- Written request 1:
Reproduce the stretch of the Type A passage from "Production was halted" through "happened at all." word for word.
- Written request 2:
Render this sentence from the Type A passage in Spanish: "The facelifted Type A was only produced for two years, before being replaced by the all new Type D in 1948."

Production was halted in 1942 because of the war. 1946 the Type A came back with a facelift. The whole front end was changed, as well as the door sheetmetal. The wipers was moved down below the windshield instead of being mounted above it, and the grille, headlights and parking lamps now had a more modern arrangement. The wheels now featured new, larger hubcaps, the fender extensions on the doors were made longer, there now was a fresh air inlet for the heater instead of only recirculating the air, and the chrome trim was rearranged. In the back, though, not much happened except for new taillights, mounted more flush to the body instead of being in separate housings. Technically, however, not much happened at all.

The facelifted Type A was only produced for two years, before being replaced by the all new Type D in 1948.

Wheelbase: 262 cm
Length: 443 cm
Width: 177 cm
Weight: 1208 kg

Engine block type: 6 cyl inline cast iron
Head: 2 valve cast iron OHV
Displacement: 3325 cc
Bore: 84 mm
Stroke: 100 mm
Compression ratio: 6.4:1
Power output: 67kW@3600 RPM
Maximum torque: 214 Nm@2400 RPM
Fuel delivery: Single 1 barrel
Fuel type: 92 leaded

Tyre type: Cross ply
Tyre compound: Hard
Tyre dimension: 145/95-15
Rim type: Steel

Cornering: 0.58 G
Top speed: 160 km/h
0-100: 14.6 s
Quartermile: 20.1 s
Gas mileage: 17.5 l/100 km

Brakes F/R: Drum/drum
Braking 100-0: 73.8 m

Price (recalculated to todays values): $10200


For a car with pre-war roots, this one is surprisingly well-equipped, and it laid the groundwork for the all-new Type D that would take Hillstrom into the Fifties.

- Information supplied:

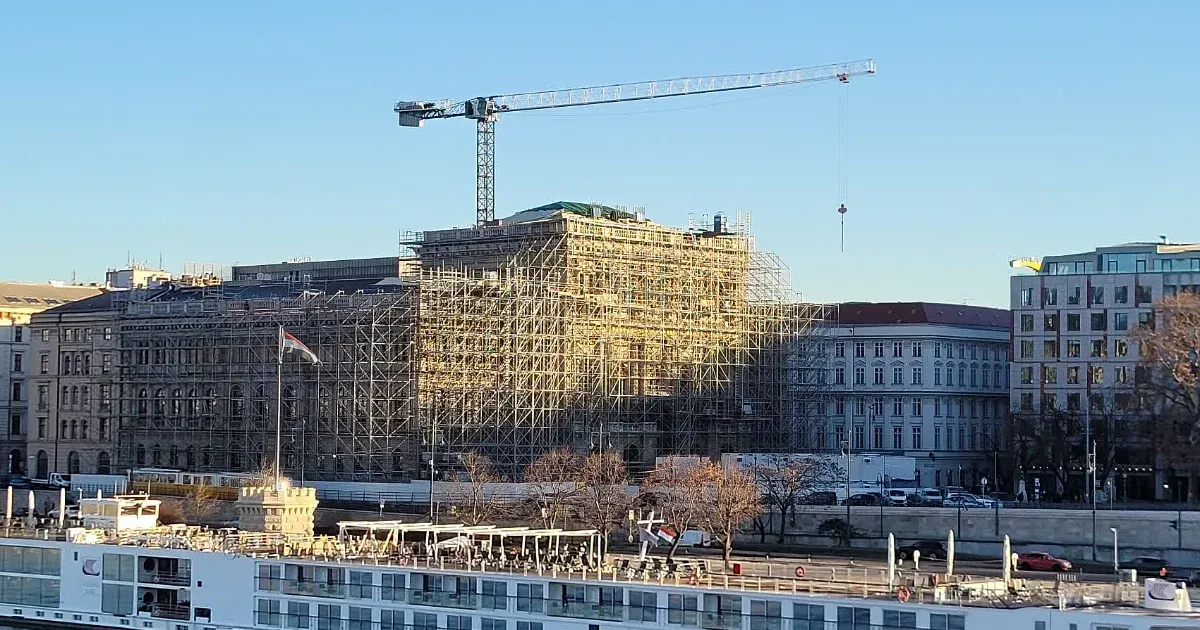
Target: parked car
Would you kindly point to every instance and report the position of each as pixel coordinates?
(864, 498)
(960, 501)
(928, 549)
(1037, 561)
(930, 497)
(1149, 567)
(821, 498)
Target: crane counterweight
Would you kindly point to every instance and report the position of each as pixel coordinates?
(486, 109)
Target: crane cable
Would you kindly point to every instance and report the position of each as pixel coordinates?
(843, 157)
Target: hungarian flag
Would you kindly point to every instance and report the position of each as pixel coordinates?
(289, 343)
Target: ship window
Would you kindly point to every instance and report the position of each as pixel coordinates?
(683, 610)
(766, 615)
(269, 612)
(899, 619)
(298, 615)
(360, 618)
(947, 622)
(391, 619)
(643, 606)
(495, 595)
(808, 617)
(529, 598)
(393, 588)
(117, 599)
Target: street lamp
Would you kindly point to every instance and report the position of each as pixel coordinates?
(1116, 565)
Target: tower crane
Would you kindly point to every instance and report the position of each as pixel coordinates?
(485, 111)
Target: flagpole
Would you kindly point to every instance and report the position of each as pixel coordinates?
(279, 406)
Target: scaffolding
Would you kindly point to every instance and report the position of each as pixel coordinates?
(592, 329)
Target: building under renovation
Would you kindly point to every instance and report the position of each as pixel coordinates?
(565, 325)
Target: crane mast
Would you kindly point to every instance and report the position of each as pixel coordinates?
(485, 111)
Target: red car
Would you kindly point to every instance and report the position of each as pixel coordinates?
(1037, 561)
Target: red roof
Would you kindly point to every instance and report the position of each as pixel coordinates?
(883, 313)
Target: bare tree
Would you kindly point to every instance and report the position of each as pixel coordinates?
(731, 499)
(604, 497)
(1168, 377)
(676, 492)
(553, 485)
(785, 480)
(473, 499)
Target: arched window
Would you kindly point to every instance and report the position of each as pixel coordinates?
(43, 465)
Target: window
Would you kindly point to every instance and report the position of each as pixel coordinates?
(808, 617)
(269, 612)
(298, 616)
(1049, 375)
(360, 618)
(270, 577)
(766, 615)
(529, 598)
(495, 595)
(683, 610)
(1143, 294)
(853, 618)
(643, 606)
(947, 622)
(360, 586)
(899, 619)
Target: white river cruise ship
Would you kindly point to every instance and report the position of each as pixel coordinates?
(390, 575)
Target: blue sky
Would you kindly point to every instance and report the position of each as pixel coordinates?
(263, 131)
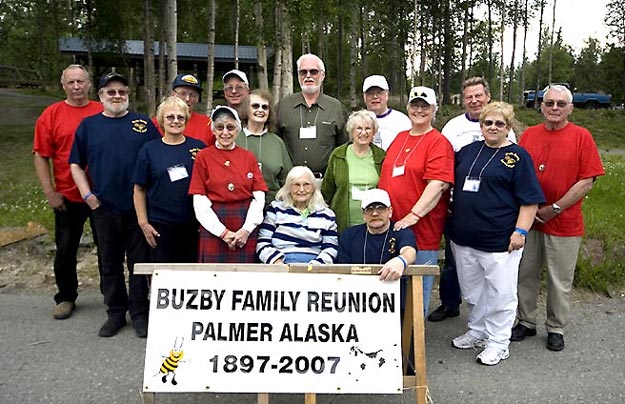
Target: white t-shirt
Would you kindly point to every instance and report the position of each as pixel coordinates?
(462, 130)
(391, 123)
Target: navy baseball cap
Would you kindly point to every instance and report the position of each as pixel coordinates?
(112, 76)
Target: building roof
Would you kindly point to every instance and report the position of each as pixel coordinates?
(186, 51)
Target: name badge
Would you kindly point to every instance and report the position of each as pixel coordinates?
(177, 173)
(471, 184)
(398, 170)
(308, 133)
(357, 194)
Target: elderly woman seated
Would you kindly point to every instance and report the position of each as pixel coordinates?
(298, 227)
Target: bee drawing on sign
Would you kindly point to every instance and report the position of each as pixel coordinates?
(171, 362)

- Response 1:
Production was halted in 1942 because of the war. 1946 the Type A came back with a facelift. The whole front end was changed, as well as the door sheetmetal. The wipers was moved down below the windshield instead of being mounted above it, and the grille, headlights and parking lamps now had a more modern arrangement. The wheels now featured new, larger hubcaps, the fender extensions on the doors were made longer, there now was a fresh air inlet for the heater instead of only recirculating the air, and the chrome trim was rearranged. In the back, though, not much happened except for new taillights, mounted more flush to the body instead of being in separate housings. Technically, however, not much happened at all.

- Response 2:
El Type A renovado solo se produjo durante dos años, antes de ser reemplazado por el completamente nuevo Type D en 1948.